(SUPPLIED ENTRIES)

********

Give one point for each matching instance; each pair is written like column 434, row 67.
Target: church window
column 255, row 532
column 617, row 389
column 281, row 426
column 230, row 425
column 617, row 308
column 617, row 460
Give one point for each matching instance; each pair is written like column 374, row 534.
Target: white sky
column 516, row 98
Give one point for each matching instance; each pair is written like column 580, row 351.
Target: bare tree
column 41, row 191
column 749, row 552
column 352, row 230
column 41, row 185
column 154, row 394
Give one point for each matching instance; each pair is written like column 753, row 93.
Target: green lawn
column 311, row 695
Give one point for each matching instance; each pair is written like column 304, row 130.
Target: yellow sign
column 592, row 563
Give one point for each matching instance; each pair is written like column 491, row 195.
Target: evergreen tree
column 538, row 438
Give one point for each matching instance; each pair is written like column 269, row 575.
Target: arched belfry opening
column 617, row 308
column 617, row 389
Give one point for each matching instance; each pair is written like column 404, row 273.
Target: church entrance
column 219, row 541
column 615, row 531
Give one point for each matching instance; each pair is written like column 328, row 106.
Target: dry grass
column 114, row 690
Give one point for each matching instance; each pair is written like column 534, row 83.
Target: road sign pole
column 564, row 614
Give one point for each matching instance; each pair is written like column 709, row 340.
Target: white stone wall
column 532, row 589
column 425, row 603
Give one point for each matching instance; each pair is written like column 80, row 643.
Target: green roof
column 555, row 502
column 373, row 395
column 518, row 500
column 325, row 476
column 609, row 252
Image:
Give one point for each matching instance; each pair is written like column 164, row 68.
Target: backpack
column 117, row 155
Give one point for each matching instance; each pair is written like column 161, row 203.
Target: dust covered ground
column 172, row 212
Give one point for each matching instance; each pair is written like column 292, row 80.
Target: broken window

********

(GOAL)
Convert the records above into a Markdown table with two columns, Row and Text. Give each line its own numbered row and leave out blank lines.

(SOLUTION TO THE PROBLEM)
| Row | Text |
|---|---|
| 1 | Give one point for each matching instance; each pair is written like column 434, row 67. |
| 2 | Target: church window |
| 3 | column 255, row 532 |
| 4 | column 617, row 389 |
| 5 | column 281, row 426 |
| 6 | column 230, row 425 |
| 7 | column 617, row 308 |
| 8 | column 617, row 460 |
| 9 | Give one point for each matching instance; each pair is written like column 374, row 534. |
| 10 | Target: white sky |
| 11 | column 516, row 98 |
| 12 | Give one point for each matching instance; each pair is written like column 580, row 351. |
| 13 | Target: bare tree |
| 14 | column 41, row 191 |
| 15 | column 749, row 552 |
| 16 | column 352, row 230 |
| 17 | column 41, row 185 |
| 18 | column 154, row 394 |
| 19 | Give one point for each matching instance; each pair is written like column 753, row 93. |
| 20 | Target: green lawn |
| 21 | column 311, row 695 |
| 22 | Give one point for each matching instance; each pair is written like column 304, row 130. |
| 23 | Target: yellow sign |
| 24 | column 592, row 563 |
| 25 | Give one point for each matching instance; each pair is written like column 491, row 195. |
| 26 | Target: evergreen tree |
| 27 | column 538, row 438 |
| 28 | Give one point for each matching instance; each pair is written like column 269, row 575. |
| 29 | Target: arched belfry opening |
| 30 | column 617, row 308 |
| 31 | column 617, row 389 |
| 32 | Give one point for each matching instance; each pair is written like column 404, row 273. |
| 33 | Target: church entrance |
| 34 | column 219, row 541 |
| 35 | column 615, row 531 |
| 36 | Give one point for each matching instance; each pair is written like column 328, row 106. |
| 37 | Target: dry grass |
| 38 | column 114, row 690 |
| 39 | Give one point for each matching instance; each pair is written like column 534, row 83. |
| 40 | Target: road sign pole |
| 41 | column 564, row 614 |
| 42 | Give one point for each matching instance; each pair is written like column 709, row 340. |
| 43 | Target: white stone wall |
| 44 | column 532, row 589 |
| 45 | column 425, row 603 |
| 46 | Give one point for each matching instance; each pair is written like column 80, row 643. |
| 47 | Target: green roof |
| 48 | column 555, row 502 |
| 49 | column 373, row 395 |
| 50 | column 518, row 500 |
| 51 | column 325, row 476 |
| 52 | column 609, row 252 |
| 53 | Image: |
| 54 | Give one point for each matching instance; each pair is written like column 164, row 68. |
| 55 | Target: backpack |
| 56 | column 117, row 155 |
| 57 | Give one point for each matching instance; each pair is written like column 161, row 203. |
| 58 | Target: dust covered ground |
| 59 | column 172, row 212 |
| 60 | Give one point for each matching instance; each pair is written like column 292, row 80. |
| 61 | Target: broken window |